WHAT THE TASK ASKS.
List every line in the listing below that contains the string "chrome", treating uppercase and lowercase as different.

[Stored data]
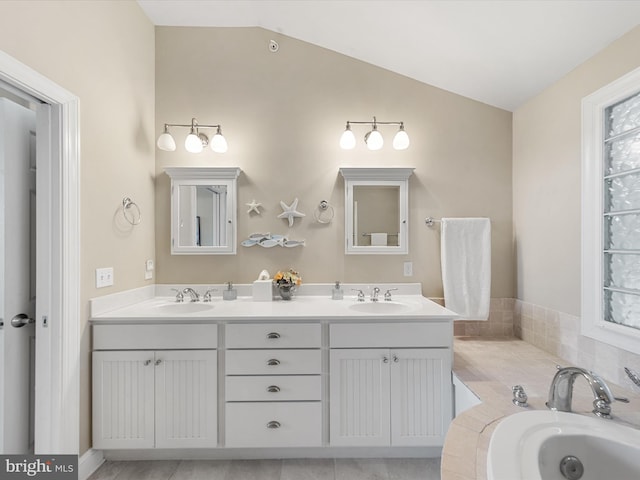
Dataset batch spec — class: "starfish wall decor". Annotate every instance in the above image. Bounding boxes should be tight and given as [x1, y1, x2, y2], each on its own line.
[278, 198, 305, 227]
[245, 199, 262, 215]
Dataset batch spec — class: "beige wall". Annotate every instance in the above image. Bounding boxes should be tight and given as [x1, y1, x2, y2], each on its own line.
[513, 27, 640, 315]
[156, 27, 514, 297]
[0, 0, 155, 453]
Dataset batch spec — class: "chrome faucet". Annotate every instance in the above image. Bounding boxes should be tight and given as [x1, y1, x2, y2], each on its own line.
[351, 288, 364, 302]
[384, 288, 397, 302]
[546, 366, 628, 418]
[171, 288, 184, 302]
[371, 287, 380, 302]
[182, 287, 200, 302]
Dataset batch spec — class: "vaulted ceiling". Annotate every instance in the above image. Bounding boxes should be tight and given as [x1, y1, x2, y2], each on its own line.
[138, 0, 640, 111]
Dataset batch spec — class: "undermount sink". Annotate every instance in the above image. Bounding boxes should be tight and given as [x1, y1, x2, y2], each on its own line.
[349, 301, 413, 315]
[155, 302, 214, 314]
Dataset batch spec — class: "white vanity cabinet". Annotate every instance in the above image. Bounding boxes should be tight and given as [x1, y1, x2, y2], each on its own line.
[329, 323, 452, 446]
[93, 324, 218, 449]
[225, 323, 322, 447]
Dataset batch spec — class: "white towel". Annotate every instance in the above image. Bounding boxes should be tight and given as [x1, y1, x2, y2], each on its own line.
[371, 233, 387, 247]
[441, 218, 491, 320]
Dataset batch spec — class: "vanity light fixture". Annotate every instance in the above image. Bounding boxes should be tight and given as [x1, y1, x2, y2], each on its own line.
[156, 118, 228, 153]
[340, 117, 410, 150]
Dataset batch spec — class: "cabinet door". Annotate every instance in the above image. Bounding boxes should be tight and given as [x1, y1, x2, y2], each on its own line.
[391, 349, 452, 446]
[93, 351, 154, 449]
[155, 350, 218, 448]
[329, 349, 390, 446]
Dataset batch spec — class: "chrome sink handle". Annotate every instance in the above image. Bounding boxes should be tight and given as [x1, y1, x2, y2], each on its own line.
[351, 288, 364, 302]
[384, 288, 397, 302]
[171, 288, 184, 302]
[371, 287, 380, 302]
[182, 287, 200, 302]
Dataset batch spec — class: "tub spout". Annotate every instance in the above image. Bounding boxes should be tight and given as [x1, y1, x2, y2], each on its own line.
[546, 367, 614, 418]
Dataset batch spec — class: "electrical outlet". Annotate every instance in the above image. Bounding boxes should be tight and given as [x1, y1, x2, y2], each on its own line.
[144, 260, 154, 280]
[96, 267, 113, 288]
[403, 262, 413, 277]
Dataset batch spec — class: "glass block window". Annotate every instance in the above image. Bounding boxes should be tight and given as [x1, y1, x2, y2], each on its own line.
[602, 92, 640, 330]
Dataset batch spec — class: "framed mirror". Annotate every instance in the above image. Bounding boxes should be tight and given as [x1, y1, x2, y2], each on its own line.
[340, 168, 414, 255]
[165, 167, 240, 255]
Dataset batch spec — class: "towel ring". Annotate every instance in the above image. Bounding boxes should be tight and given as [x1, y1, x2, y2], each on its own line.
[313, 200, 335, 224]
[122, 197, 142, 226]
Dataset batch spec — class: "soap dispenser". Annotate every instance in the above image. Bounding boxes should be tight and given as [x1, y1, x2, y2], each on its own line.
[331, 280, 343, 300]
[222, 282, 238, 300]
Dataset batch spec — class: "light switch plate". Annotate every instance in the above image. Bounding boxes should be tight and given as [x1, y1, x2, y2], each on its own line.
[403, 262, 413, 277]
[96, 267, 113, 288]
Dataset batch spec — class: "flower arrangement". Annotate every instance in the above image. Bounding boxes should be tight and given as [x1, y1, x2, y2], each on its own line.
[273, 268, 302, 287]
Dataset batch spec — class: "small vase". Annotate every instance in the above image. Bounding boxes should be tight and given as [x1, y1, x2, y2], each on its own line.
[278, 283, 296, 300]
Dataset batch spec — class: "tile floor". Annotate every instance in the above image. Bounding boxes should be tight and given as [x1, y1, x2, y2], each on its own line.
[89, 458, 440, 480]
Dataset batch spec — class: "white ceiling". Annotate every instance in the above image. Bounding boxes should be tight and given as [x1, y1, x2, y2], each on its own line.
[138, 0, 640, 111]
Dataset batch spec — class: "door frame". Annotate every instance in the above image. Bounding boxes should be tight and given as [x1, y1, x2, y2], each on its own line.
[0, 51, 80, 455]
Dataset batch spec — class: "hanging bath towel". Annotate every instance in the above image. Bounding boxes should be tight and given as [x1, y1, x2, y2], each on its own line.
[441, 218, 491, 320]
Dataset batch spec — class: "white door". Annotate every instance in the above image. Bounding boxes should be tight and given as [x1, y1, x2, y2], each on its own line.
[329, 348, 390, 446]
[92, 350, 155, 449]
[0, 98, 36, 454]
[391, 348, 452, 446]
[154, 350, 218, 448]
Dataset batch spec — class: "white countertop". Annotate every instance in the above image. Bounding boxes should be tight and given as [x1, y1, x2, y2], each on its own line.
[91, 284, 457, 324]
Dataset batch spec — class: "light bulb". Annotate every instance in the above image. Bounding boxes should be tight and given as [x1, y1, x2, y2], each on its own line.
[393, 124, 410, 150]
[364, 125, 384, 150]
[184, 130, 202, 153]
[210, 127, 229, 153]
[340, 122, 356, 150]
[156, 129, 176, 152]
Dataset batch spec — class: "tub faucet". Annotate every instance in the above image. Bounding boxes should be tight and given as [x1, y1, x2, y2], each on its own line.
[546, 366, 628, 418]
[182, 287, 200, 302]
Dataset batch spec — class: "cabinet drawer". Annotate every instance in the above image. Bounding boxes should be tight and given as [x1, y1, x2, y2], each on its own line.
[226, 350, 321, 375]
[226, 402, 322, 447]
[93, 323, 218, 350]
[225, 323, 320, 348]
[225, 375, 321, 402]
[329, 322, 453, 348]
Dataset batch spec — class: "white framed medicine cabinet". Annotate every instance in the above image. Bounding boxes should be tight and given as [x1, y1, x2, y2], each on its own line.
[340, 167, 414, 255]
[165, 167, 241, 255]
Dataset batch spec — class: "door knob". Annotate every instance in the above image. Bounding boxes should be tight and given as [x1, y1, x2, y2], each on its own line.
[11, 313, 35, 328]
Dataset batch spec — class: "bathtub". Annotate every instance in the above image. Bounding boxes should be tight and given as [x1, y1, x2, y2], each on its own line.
[487, 410, 640, 480]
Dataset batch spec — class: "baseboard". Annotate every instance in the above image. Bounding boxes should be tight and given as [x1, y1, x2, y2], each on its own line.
[78, 448, 105, 480]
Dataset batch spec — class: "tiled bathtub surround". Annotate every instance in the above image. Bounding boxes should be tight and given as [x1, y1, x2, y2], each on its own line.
[453, 298, 515, 338]
[450, 298, 640, 388]
[513, 300, 640, 389]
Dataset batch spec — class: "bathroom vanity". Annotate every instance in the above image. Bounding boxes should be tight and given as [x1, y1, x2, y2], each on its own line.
[91, 284, 455, 458]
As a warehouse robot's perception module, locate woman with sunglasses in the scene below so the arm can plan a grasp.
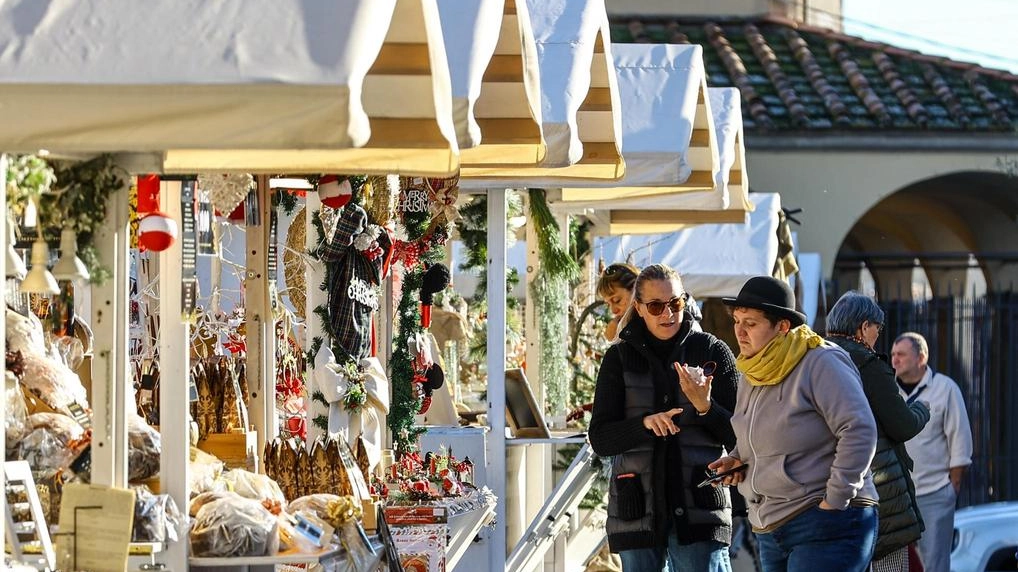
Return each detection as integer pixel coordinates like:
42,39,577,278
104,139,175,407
711,276,878,572
827,292,929,572
588,265,737,572
598,263,639,342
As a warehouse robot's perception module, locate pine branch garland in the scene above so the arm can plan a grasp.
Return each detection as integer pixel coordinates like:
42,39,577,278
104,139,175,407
529,188,579,415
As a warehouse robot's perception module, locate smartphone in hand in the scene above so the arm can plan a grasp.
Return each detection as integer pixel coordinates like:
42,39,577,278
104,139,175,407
696,464,749,489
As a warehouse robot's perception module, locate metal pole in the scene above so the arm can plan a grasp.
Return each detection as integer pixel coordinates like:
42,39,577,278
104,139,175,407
91,183,132,488
488,188,508,570
244,175,279,471
159,181,190,571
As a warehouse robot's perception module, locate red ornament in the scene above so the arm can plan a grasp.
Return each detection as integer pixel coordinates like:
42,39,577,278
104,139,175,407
137,211,177,252
318,175,353,209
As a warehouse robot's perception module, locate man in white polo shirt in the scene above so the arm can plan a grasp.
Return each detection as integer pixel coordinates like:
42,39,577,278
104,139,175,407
891,332,972,572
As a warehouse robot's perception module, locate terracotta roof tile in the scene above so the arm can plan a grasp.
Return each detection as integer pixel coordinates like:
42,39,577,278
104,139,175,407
612,16,1018,131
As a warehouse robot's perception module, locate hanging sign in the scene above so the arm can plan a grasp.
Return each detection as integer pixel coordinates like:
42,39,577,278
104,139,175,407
180,179,197,321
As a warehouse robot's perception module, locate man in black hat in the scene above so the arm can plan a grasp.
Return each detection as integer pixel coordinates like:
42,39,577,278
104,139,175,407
710,276,878,572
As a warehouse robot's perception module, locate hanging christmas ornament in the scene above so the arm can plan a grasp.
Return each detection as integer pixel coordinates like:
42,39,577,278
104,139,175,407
53,228,89,282
137,211,177,252
420,263,451,330
137,175,159,217
21,237,60,295
318,175,353,209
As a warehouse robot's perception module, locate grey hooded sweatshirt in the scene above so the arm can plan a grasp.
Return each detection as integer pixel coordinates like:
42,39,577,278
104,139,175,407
731,342,878,530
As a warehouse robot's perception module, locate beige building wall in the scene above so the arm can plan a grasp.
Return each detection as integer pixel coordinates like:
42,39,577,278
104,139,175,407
746,149,1001,278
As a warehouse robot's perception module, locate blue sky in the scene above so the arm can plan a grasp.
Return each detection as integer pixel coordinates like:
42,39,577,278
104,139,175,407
842,0,1018,73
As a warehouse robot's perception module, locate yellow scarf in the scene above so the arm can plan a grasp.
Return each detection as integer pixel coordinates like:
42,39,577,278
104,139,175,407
735,326,824,386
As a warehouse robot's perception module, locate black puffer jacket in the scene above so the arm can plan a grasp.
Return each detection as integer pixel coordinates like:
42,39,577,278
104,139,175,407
828,336,929,560
588,316,738,552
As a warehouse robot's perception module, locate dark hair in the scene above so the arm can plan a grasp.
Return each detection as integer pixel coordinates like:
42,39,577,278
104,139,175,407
894,332,929,358
827,290,884,336
633,265,685,301
598,263,639,298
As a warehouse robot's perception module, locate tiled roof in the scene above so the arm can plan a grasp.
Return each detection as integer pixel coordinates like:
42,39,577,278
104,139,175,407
612,16,1018,132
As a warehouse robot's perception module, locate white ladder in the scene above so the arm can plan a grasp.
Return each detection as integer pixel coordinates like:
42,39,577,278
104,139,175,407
4,461,56,570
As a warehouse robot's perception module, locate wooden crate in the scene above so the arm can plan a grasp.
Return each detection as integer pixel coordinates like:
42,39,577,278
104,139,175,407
197,431,259,470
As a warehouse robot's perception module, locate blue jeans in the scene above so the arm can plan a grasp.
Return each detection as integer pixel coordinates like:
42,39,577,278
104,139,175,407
619,533,732,572
915,482,958,572
756,507,876,572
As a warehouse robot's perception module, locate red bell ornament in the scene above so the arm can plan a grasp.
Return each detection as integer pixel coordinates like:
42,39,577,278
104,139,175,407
137,211,177,252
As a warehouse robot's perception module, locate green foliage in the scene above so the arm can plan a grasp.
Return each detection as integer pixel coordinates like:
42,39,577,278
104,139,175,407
529,188,579,282
569,217,593,262
5,155,127,284
272,188,300,216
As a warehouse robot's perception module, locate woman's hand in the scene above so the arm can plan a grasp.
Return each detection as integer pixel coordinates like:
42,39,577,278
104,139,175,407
643,407,682,437
706,456,746,480
672,361,714,415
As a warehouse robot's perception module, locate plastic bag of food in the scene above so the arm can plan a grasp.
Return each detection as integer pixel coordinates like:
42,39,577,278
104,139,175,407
187,447,226,495
127,414,162,482
18,413,89,481
131,487,181,542
4,371,29,457
190,495,279,557
21,353,89,415
6,307,46,355
187,484,236,518
223,469,286,504
286,493,339,519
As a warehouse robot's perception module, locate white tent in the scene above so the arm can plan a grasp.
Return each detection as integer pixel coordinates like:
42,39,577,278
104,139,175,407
561,44,719,193
460,0,625,182
0,0,458,175
595,192,781,298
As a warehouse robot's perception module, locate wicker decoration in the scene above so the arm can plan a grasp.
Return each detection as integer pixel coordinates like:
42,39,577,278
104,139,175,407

FINISHED EXERCISE.
Dataset batch spec — class: "chrome faucet". Annotate every instance in the above image. Bounding boxes should be tight and given as [x1, y1, x2, y2], each on its own line.
Dataset batch spec — class: "chrome sink handle". Annotate every instance in the above image. Bounding boxes should be tight and given as [x1, y1, x2, y2], each on its own line.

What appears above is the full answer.